The agency strata that once existed— public relations, marketing, creative, advertising, and SEO—are converging.

Agencies of all types are increasingly offering diverse, integrated marketing services that they previously had not considered. Today, agencies have many opportunities to expand their offerings to the imaginative demands of brand marketers.

What Are Agencies Doing?

Larger agencies were the first to benefit from the integration. Many acquired boutique shops or created new offerings and departments. Edelman is a good example. Its earnings continue to inch toward the $1 billion mark, and the company attributes a chunk of that success to integrated work.

"We're seeing real growth in the combined offering of PR that includes brand and corporate reputation with research and digital," says CEO Richard Edelman.

Moreover, digital media and creative strategies are no longer the bailiwick of large global firms or boutique agencies. Midsize firms are also jockeying for a more competitive position.

Recent reports show that midsize firms are adding new services to retain and attract clients. And integrated services could be the biggest opportunity (and challenge) midsize agencies face today.

Giving Customers What They Want

But how does a midsize agency stay ahead of the curve without overextending itself? How does it provide additional services while working with marketers on the perfect blended formula to ensure success? How do agencies continue to attract and foster the talent required to provide integrated services to clients?

Agencies can start by better understanding how their clients sell to their customers. Agency leaders at midsize firms need to ask their clients questions such as…

  • Do you engage in an influencer program?
  • Are there plans to deploy an advocacy marketing plan?
  • Is this the right time to pull the trigger on a fully integrated communications strategy?

A smart agency works with a client's marketing team to comprehensively understand its target audience and its behavior.

Know Where You're Going

The agency should also investigate the channels that drive and influence their clients' customers, map a creative plan to move customers down the path to purchase, and measure the impact with tangible analytics that point to outcomes and impact. The midsize agency should recommend program activities that may include creative, content (visual to shareable), social, and a variety of media when appropriate.

Are you trying to reach Millennials with a new mobile app? Then promoted tweets with an accompanying visual might be part of the plan. Are you trying to explain a new healthcare policy to retirees? Then a traditional advertising and media relations program with an explanatory graph might make more sense.

══════

Short exercise 1 =>
Print the passage of the article on agency convergence between "Know Where You're" and "media when appropriate.", inclusive.
Short exercise 2 =>
Rewrite the entries between the lines holding "Target: dark cloud" and "Outlines of the dark", inclusive, with "reply" changed to "response" and nothing else altered. Return only those lines.

[Entries from a dataset]
══════

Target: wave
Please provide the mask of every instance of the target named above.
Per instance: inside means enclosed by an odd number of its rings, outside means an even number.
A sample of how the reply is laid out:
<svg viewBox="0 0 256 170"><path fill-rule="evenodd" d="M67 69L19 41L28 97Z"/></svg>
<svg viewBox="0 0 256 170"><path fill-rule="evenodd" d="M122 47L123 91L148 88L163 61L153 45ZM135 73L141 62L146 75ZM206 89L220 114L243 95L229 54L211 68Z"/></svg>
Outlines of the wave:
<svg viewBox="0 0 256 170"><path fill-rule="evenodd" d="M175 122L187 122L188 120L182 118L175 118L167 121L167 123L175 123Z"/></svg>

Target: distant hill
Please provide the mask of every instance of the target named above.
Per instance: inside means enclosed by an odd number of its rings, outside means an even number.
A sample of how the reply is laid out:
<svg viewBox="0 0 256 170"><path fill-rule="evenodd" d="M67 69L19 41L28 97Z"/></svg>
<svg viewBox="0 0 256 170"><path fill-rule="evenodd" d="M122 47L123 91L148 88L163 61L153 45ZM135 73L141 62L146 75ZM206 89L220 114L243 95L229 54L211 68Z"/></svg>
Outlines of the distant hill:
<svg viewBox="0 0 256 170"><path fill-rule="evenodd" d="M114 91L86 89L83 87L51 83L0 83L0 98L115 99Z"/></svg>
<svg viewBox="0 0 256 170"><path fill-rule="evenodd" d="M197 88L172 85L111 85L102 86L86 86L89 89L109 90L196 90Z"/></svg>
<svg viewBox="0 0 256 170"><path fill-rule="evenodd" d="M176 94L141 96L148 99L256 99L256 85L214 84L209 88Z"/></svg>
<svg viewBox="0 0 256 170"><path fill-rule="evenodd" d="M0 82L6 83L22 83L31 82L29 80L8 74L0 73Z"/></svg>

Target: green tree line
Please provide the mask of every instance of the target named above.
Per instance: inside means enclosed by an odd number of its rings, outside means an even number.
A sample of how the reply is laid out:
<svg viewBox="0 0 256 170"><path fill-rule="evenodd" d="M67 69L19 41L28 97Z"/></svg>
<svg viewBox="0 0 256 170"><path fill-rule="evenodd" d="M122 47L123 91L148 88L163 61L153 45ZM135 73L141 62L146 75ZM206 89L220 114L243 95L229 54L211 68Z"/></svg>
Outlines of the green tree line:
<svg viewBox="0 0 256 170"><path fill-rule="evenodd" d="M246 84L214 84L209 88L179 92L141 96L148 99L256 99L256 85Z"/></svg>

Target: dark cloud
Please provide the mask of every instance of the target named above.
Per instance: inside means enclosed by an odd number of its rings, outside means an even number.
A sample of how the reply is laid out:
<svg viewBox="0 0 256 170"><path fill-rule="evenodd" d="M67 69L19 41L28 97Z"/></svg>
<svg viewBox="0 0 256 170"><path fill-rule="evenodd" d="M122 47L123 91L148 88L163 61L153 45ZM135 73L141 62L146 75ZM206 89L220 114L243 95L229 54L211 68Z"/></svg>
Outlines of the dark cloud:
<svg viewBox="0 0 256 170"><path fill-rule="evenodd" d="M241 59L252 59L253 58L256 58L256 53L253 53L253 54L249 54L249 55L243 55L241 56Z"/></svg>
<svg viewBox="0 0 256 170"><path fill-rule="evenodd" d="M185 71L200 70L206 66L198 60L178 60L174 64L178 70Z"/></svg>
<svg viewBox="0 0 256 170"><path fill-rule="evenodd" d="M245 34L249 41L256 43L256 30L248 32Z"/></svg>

══════

Solution 1 =>
Know Where You're Going

The agency should also investigate the channels that drive and influence their clients' customers, map a creative plan to move customers down the path to purchase, and measure the impact with tangible analytics that point to outcomes and impact. The midsize agency should recommend program activities that may include creative, content (visual to shareable), social, and a variety of media when appropriate.

Solution 2 =>
Target: dark cloud
Please provide the mask of every instance of the target named above.
Per instance: inside means enclosed by an odd number of its rings, outside means an even number.
A sample of how the response is laid out:
<svg viewBox="0 0 256 170"><path fill-rule="evenodd" d="M67 69L19 41L28 97Z"/></svg>
<svg viewBox="0 0 256 170"><path fill-rule="evenodd" d="M122 47L123 91L148 88L163 61L153 45ZM135 73L141 62L146 75ZM206 89L220 114L243 95L229 54L211 68Z"/></svg>
Outlines of the dark cloud:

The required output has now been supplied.